— START Entries shown —
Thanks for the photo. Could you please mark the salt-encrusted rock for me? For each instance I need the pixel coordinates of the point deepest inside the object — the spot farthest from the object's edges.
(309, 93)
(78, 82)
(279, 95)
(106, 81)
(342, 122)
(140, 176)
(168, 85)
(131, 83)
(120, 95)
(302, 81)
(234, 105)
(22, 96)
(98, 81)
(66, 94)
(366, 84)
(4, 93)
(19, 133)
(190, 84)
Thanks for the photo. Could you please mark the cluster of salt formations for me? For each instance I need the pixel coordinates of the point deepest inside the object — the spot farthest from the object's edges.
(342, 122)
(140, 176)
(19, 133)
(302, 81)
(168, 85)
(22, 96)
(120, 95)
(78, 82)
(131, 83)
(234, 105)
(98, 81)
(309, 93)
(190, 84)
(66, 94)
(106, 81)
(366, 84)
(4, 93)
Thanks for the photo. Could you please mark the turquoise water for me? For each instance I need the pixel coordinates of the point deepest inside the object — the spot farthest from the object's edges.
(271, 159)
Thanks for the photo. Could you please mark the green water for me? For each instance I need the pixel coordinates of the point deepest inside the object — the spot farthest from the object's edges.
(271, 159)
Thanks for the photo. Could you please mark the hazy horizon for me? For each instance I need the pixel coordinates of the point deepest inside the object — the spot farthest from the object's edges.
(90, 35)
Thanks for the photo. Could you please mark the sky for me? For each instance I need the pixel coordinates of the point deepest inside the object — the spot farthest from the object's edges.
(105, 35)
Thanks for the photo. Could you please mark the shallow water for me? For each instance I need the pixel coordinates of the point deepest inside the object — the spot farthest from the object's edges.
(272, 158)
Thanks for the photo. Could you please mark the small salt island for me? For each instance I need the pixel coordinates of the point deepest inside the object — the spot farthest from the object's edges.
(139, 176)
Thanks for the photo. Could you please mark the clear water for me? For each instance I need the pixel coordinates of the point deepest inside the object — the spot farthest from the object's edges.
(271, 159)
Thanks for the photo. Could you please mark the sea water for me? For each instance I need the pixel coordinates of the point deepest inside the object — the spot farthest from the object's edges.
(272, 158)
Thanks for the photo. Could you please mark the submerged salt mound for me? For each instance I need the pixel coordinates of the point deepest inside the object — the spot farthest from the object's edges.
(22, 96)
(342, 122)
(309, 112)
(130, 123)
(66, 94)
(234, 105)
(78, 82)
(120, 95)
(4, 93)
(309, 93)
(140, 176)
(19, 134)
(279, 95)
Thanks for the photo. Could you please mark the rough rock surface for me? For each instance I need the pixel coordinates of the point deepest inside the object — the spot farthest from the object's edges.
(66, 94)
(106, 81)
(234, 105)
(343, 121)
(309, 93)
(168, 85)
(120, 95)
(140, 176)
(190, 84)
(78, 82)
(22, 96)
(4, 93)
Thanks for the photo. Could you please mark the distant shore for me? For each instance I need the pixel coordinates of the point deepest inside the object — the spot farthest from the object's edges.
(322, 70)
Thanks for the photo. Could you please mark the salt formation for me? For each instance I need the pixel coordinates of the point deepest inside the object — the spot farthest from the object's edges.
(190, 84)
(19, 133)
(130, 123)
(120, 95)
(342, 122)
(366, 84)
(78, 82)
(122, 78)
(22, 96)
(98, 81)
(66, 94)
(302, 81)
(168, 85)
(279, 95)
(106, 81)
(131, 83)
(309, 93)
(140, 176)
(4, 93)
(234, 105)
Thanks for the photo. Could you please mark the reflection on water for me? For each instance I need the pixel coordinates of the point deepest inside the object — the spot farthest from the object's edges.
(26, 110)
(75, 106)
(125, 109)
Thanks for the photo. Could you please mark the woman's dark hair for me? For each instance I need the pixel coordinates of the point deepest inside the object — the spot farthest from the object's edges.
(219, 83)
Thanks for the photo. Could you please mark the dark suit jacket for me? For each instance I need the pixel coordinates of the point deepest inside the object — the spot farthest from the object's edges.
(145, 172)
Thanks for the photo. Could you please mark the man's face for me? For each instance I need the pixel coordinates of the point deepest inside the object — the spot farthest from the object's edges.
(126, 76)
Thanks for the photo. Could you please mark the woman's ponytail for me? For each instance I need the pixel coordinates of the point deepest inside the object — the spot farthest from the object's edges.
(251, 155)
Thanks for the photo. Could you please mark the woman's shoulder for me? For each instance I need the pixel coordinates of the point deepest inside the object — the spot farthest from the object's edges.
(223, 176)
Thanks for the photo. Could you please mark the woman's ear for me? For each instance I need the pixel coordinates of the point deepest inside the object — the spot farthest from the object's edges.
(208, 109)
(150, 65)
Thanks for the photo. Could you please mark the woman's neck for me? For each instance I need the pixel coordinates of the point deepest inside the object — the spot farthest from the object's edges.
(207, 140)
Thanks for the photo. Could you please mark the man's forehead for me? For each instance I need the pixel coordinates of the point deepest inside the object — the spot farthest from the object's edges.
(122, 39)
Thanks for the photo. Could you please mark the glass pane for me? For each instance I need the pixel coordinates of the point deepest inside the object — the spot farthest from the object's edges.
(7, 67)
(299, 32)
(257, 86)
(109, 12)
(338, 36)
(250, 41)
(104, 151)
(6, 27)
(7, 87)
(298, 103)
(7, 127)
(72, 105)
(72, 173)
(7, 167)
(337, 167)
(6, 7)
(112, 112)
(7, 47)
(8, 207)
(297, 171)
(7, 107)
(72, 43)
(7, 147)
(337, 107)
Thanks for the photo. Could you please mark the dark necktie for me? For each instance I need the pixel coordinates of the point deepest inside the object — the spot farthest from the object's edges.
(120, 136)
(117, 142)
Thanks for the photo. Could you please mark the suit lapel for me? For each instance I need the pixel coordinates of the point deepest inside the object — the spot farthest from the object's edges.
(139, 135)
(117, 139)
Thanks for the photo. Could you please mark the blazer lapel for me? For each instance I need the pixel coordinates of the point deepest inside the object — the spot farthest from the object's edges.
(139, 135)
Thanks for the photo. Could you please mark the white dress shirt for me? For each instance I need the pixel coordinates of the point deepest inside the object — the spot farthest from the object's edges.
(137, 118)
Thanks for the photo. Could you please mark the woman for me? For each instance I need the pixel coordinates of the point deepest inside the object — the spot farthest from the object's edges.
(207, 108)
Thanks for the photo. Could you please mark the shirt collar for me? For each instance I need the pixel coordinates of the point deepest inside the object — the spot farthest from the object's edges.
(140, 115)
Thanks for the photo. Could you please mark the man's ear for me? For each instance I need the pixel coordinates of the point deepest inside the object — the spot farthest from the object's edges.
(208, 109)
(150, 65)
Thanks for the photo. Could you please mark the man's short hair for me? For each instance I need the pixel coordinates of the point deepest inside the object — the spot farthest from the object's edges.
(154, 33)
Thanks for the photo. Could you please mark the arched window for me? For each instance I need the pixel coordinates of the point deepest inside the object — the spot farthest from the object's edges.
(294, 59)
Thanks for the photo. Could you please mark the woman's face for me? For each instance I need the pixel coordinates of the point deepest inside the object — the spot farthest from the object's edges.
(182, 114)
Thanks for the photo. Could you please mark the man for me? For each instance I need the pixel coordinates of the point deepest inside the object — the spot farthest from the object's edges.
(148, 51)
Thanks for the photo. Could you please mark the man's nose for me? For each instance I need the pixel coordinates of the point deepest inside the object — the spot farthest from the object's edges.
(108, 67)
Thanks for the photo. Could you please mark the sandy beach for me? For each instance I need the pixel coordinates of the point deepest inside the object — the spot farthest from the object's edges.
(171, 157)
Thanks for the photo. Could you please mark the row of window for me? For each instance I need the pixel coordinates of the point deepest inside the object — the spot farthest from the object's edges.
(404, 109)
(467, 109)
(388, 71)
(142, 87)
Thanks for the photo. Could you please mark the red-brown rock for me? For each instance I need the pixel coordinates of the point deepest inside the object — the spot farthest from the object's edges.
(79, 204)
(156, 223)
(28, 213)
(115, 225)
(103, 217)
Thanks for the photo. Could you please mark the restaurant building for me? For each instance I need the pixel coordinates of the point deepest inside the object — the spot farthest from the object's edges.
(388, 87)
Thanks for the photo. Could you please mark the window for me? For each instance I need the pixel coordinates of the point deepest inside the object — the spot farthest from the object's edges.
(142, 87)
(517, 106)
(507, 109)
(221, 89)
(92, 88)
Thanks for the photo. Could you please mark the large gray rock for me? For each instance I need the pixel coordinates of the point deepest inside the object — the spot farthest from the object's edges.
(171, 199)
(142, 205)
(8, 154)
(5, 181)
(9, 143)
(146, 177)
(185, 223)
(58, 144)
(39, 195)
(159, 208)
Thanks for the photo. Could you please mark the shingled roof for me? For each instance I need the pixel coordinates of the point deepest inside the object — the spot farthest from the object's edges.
— END Entries shown —
*Given problem*:
From the line with "Thanks for the photo. Could you please mark the row" to the last line of the material, give every line again exactly, and only those lines.

*Result of this task*:
Thanks for the photo. Could you please mark the row of window for me? For each instance I need the pixel coordinates of the point deepest inside the object — the spot farthest from the object's edges.
(404, 109)
(467, 109)
(388, 71)
(142, 87)
Thanks for the photo. Could you please mark the red-brown rock for me? For each instance I need the pixel coordinates of the point deepest inside the object — the spot farthest from the object's edges.
(79, 204)
(156, 223)
(28, 213)
(115, 225)
(103, 217)
Thanks for the photo. Could you please mark the restaurant building for me? For each instance I need the pixel coordinates of the point deepest inside the object — the spot farthest from the object's edges.
(388, 87)
Thanks for the photo. Could you please mark the window for me? For each instance I need the pixel coordinates of the point deepest inside the object — the spot farthest from the object's edges.
(142, 87)
(517, 106)
(507, 109)
(221, 89)
(92, 88)
Thanks for the photo. Could you please mark the large gray rock for me? For each instance I need the pixel coordinates of the point deepest inside the object — the spot farthest from the object's edges.
(171, 199)
(142, 205)
(8, 154)
(5, 181)
(9, 143)
(146, 177)
(185, 223)
(58, 144)
(39, 195)
(159, 208)
Thanks for the photo. Could you please mark the shingled roof for me? For each instance I need the pixel coordinates of the point deepest inside the object — the spot farthest from the object's edges.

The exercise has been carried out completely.